* **Exercise**: Nothing in the records may change. Output them all exactly.

[Referring expression data]

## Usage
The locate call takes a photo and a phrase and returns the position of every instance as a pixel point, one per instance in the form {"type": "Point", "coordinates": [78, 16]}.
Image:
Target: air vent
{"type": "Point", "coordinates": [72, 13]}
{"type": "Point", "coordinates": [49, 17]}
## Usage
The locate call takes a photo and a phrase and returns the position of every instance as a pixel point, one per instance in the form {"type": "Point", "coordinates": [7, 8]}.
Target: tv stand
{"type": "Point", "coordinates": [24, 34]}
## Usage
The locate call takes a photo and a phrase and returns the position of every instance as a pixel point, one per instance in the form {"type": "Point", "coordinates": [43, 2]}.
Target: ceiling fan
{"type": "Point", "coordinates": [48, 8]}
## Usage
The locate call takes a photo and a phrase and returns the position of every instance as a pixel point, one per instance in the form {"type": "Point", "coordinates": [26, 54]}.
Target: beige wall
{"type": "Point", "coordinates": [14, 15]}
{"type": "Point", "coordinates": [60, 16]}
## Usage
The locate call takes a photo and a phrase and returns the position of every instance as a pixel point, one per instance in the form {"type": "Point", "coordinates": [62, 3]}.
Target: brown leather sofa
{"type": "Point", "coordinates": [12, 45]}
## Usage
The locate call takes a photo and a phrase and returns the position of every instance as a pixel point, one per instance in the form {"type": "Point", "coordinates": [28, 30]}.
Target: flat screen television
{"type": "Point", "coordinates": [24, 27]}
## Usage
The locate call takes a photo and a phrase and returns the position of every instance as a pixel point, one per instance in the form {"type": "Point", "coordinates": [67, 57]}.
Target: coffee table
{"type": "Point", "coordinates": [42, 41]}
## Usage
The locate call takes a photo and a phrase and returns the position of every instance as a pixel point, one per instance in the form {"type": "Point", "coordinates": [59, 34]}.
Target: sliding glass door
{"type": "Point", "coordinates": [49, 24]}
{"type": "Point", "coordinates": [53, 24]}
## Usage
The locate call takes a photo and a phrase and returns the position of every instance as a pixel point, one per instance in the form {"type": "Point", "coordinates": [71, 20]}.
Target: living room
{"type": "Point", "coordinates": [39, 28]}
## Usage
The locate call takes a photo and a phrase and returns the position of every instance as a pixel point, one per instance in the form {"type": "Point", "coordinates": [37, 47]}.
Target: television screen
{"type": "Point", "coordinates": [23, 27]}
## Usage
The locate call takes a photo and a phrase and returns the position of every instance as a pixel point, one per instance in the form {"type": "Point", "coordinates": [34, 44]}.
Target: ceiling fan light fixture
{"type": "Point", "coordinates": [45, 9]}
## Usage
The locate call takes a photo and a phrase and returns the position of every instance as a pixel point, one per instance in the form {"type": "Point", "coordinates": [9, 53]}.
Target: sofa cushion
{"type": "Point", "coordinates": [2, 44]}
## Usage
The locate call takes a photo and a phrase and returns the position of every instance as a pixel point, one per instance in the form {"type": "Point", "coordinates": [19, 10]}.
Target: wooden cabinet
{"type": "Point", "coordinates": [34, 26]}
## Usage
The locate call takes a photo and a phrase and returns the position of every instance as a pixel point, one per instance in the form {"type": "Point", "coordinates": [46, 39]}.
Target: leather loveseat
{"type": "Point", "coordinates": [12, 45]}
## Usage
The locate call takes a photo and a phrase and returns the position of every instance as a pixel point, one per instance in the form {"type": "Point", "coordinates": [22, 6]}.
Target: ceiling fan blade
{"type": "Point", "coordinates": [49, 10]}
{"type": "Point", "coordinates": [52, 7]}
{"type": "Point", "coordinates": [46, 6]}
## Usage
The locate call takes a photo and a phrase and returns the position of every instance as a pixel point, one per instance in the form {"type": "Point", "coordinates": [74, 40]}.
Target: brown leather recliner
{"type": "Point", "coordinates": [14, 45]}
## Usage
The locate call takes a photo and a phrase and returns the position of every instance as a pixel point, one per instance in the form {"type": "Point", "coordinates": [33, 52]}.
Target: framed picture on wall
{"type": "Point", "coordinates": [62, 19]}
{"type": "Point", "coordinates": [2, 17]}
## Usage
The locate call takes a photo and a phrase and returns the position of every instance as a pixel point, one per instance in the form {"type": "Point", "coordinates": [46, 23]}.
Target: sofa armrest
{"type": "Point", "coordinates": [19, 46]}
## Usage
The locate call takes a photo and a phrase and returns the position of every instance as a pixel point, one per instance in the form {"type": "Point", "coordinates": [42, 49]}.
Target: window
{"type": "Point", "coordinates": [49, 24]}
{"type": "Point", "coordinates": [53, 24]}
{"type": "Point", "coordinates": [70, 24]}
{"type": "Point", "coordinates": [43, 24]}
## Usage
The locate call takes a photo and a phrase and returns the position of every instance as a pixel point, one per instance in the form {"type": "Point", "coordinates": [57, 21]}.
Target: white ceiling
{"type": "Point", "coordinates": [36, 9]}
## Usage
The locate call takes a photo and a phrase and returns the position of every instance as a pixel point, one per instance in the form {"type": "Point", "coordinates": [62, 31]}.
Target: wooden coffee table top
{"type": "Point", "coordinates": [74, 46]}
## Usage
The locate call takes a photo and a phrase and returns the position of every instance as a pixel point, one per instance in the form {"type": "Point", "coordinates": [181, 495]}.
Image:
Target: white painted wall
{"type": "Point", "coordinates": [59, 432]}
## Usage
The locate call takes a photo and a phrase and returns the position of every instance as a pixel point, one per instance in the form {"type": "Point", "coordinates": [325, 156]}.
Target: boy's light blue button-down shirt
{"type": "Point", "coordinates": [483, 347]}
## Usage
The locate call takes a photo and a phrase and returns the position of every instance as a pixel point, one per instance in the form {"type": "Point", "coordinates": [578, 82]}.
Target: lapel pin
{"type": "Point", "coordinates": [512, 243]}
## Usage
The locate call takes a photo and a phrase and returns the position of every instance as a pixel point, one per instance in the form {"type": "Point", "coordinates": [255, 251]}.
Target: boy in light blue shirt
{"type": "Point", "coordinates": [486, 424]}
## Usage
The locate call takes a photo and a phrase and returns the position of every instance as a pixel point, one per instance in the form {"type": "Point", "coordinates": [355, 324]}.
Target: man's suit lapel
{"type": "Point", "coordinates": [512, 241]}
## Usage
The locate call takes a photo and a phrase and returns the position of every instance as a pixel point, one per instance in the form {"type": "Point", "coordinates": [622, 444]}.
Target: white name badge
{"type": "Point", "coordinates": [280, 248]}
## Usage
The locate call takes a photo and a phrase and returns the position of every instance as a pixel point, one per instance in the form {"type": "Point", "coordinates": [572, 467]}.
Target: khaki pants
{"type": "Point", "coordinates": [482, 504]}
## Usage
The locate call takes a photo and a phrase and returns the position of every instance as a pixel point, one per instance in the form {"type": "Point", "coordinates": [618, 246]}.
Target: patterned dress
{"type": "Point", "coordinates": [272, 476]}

* **Answer to this exercise**:
## Usage
The locate call takes a photo and a phrase and returns the position of every instance as a pixel point, one per instance in the form {"type": "Point", "coordinates": [78, 16]}.
Image:
Target: air vent
{"type": "Point", "coordinates": [72, 13]}
{"type": "Point", "coordinates": [49, 17]}
## Usage
The locate call takes a photo and a phrase and returns the position of every instance as a pixel point, one per instance in the form {"type": "Point", "coordinates": [7, 8]}.
Target: tv stand
{"type": "Point", "coordinates": [24, 34]}
## Usage
The locate call takes a photo and a phrase and returns the position of every instance as a pixel point, one per instance in the form {"type": "Point", "coordinates": [43, 2]}.
Target: ceiling fan
{"type": "Point", "coordinates": [48, 8]}
## Usage
The locate call takes a photo and a phrase and returns the position of every instance as a pixel point, one per instance in the form {"type": "Point", "coordinates": [26, 54]}.
Target: beige wall
{"type": "Point", "coordinates": [14, 15]}
{"type": "Point", "coordinates": [60, 16]}
## Usage
The locate call takes a photo and a phrase and returns the position of every instance as a pixel point, one per instance in the form {"type": "Point", "coordinates": [62, 3]}.
Target: brown leather sofa
{"type": "Point", "coordinates": [12, 45]}
## Usage
The locate call takes a photo and a phrase and returns the position of every instance as a pixel point, one per instance in the form {"type": "Point", "coordinates": [28, 30]}.
Target: flat screen television
{"type": "Point", "coordinates": [24, 27]}
## Usage
The locate call takes a photo and a phrase and returns the position of every instance as a pixel point, one per instance in the form {"type": "Point", "coordinates": [67, 57]}.
Target: coffee table
{"type": "Point", "coordinates": [42, 41]}
## Usage
The locate call takes a photo and a phrase and returns the position of every instance as a pixel point, one per instance in the form {"type": "Point", "coordinates": [59, 34]}.
Target: sliding glass door
{"type": "Point", "coordinates": [49, 24]}
{"type": "Point", "coordinates": [53, 24]}
## Usage
The locate call takes a photo and a phrase and returns the position of every instance as a pixel point, one per instance in the form {"type": "Point", "coordinates": [71, 20]}.
Target: living room
{"type": "Point", "coordinates": [39, 28]}
## Usage
The locate call takes a photo and a phrase and returns the position of every instance as a pixel point, one per instance in the form {"type": "Point", "coordinates": [37, 47]}.
Target: television screen
{"type": "Point", "coordinates": [23, 27]}
## Usage
The locate call takes a photo and a phrase and returns the position of every instance as a pixel point, one per instance in the form {"type": "Point", "coordinates": [34, 44]}.
Target: ceiling fan light fixture
{"type": "Point", "coordinates": [45, 9]}
## Usage
The locate call takes a photo and a phrase and returns the position of every instance as a pixel point, one per instance in the form {"type": "Point", "coordinates": [9, 53]}.
Target: sofa cushion
{"type": "Point", "coordinates": [2, 44]}
## Usage
The locate call takes a photo and a phrase and returns the position of every instance as a pixel point, one per instance in the form {"type": "Point", "coordinates": [19, 10]}.
Target: wooden cabinet
{"type": "Point", "coordinates": [34, 26]}
## Usage
The locate call takes a photo and a phrase and returns the position of every instance as a pixel point, one per instance in the form {"type": "Point", "coordinates": [46, 39]}.
Target: leather loveseat
{"type": "Point", "coordinates": [12, 45]}
## Usage
The locate call takes a photo and a phrase and returns the position of every instance as a pixel point, one per instance in the form {"type": "Point", "coordinates": [22, 6]}.
Target: ceiling fan blade
{"type": "Point", "coordinates": [49, 10]}
{"type": "Point", "coordinates": [52, 7]}
{"type": "Point", "coordinates": [46, 6]}
## Usage
The locate call takes a photo and a phrase and returns the position of every instance as a pixel point, one per instance in the form {"type": "Point", "coordinates": [74, 40]}.
Target: brown leather recliner
{"type": "Point", "coordinates": [14, 45]}
## Usage
The locate call takes a photo and a phrase and returns the position of every instance as a pixel point, one per instance in the form {"type": "Point", "coordinates": [33, 52]}.
Target: framed picture on wall
{"type": "Point", "coordinates": [62, 19]}
{"type": "Point", "coordinates": [2, 17]}
## Usage
The locate call takes a photo and a phrase and returns the position of every instance as a pixel point, one per instance in the form {"type": "Point", "coordinates": [46, 23]}.
Target: sofa armrest
{"type": "Point", "coordinates": [19, 46]}
## Usage
The locate call takes a photo and a phrase and returns the position of every instance as a pixel point, one per instance in the form {"type": "Point", "coordinates": [42, 49]}.
Target: window
{"type": "Point", "coordinates": [49, 24]}
{"type": "Point", "coordinates": [53, 24]}
{"type": "Point", "coordinates": [70, 24]}
{"type": "Point", "coordinates": [43, 24]}
## Usage
The locate call takes a photo and a phrase and returns the position of every instance as a pixel point, one per instance in the form {"type": "Point", "coordinates": [57, 21]}.
Target: white ceiling
{"type": "Point", "coordinates": [36, 9]}
## Usage
The locate call takes a photo and a phrase and returns the position of every instance as a pixel point, one per instance in the form {"type": "Point", "coordinates": [62, 31]}.
Target: wooden coffee table top
{"type": "Point", "coordinates": [74, 46]}
## Usage
The locate call takes a photo and a phrase and returns the position of every instance as a pixel point, one per instance in the form {"type": "Point", "coordinates": [181, 495]}.
Image:
Target: white painted wall
{"type": "Point", "coordinates": [59, 432]}
## Usage
The locate call takes a photo and a phrase and returns the position of every instance as a pixel point, one per instance in the form {"type": "Point", "coordinates": [325, 156]}.
Target: boy's light blue button-down shirt
{"type": "Point", "coordinates": [483, 347]}
## Usage
The locate call takes a photo and a phrase and returns the position of every instance as a pixel point, one per instance in the form {"type": "Point", "coordinates": [578, 82]}.
Target: lapel pin
{"type": "Point", "coordinates": [512, 243]}
## Usage
The locate call takes a photo and a phrase and returns the position of every instance as a pixel point, one per instance in the form {"type": "Point", "coordinates": [255, 251]}.
Target: boy in light blue shirt
{"type": "Point", "coordinates": [486, 424]}
## Usage
The locate call takes a photo and a phrase and returns the position of every instance as a pixel point, one per instance in the form {"type": "Point", "coordinates": [355, 324]}.
Target: man's suit lapel
{"type": "Point", "coordinates": [512, 241]}
## Usage
The locate call takes a photo and a phrase and returns the position of every instance as a pixel point, one per instance in the form {"type": "Point", "coordinates": [622, 444]}.
Target: white name badge
{"type": "Point", "coordinates": [280, 248]}
## Usage
The locate call takes a photo and a phrase and returns the position of every instance as a pixel point, one per instance in the form {"type": "Point", "coordinates": [572, 467]}.
Target: khaki pants
{"type": "Point", "coordinates": [482, 504]}
## Usage
The locate call takes a photo and a phrase and returns the position of every instance as a pixel point, one per instance in the form {"type": "Point", "coordinates": [618, 246]}.
Target: patterned dress
{"type": "Point", "coordinates": [272, 476]}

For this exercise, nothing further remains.